» **DIRECTIONS**: Begin with the line holding "Where might I find the window", then print every line after it through the end of the data, exactly and with nothing added.

» **Collected data entries**:
---

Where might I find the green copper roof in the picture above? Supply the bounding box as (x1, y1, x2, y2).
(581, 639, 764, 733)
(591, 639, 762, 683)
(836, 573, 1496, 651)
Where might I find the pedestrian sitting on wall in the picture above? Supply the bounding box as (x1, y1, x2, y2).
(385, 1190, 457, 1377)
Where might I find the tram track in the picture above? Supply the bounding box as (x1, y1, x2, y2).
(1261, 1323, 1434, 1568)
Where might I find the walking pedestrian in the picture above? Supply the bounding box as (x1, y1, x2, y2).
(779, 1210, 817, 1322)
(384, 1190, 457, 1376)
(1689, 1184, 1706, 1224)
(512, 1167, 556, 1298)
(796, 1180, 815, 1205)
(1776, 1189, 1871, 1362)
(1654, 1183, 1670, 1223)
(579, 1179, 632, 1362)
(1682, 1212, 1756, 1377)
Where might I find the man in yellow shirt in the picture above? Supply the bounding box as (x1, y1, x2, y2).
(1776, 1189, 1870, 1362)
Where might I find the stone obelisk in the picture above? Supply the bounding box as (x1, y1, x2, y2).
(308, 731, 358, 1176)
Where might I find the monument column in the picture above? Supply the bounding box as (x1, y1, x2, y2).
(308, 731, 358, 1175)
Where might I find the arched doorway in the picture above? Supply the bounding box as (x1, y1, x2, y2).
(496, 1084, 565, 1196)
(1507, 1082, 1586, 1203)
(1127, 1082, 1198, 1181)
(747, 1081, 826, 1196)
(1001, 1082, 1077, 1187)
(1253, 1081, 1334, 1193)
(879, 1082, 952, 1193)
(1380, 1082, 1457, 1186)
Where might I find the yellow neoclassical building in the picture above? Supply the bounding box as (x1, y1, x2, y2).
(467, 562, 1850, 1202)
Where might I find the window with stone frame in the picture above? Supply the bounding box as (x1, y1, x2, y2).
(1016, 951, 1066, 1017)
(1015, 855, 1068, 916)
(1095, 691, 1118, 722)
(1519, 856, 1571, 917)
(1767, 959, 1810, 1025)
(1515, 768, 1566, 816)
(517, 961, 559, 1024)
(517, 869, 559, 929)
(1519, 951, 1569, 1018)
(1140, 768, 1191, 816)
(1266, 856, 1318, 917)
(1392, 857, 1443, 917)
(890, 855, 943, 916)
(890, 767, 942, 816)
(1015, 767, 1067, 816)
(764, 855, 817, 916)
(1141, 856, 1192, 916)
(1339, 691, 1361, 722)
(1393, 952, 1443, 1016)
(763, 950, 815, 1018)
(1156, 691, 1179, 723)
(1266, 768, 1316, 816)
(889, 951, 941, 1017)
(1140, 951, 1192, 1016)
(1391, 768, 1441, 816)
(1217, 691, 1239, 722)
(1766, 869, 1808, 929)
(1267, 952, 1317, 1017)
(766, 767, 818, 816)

---

» **RESPONSE TO THIS TASK**:
Where might I find the window with stone frame in the picture above? Supply the bounding box as (x1, y1, x2, y2).
(1016, 951, 1066, 1017)
(1015, 855, 1068, 916)
(1095, 691, 1118, 722)
(1519, 856, 1571, 917)
(1767, 959, 1810, 1025)
(1515, 768, 1566, 816)
(517, 961, 559, 1024)
(517, 869, 559, 929)
(1519, 951, 1569, 1018)
(1140, 768, 1191, 816)
(1266, 856, 1318, 917)
(1392, 857, 1443, 917)
(890, 855, 943, 916)
(890, 767, 942, 816)
(1015, 767, 1067, 816)
(764, 855, 817, 916)
(1141, 856, 1192, 916)
(1339, 691, 1361, 722)
(1393, 952, 1443, 1016)
(763, 950, 815, 1018)
(1156, 691, 1179, 723)
(1266, 768, 1316, 816)
(889, 951, 941, 1017)
(1140, 951, 1192, 1016)
(1391, 768, 1441, 816)
(1217, 691, 1239, 722)
(1766, 869, 1808, 929)
(1267, 952, 1317, 1017)
(766, 767, 818, 816)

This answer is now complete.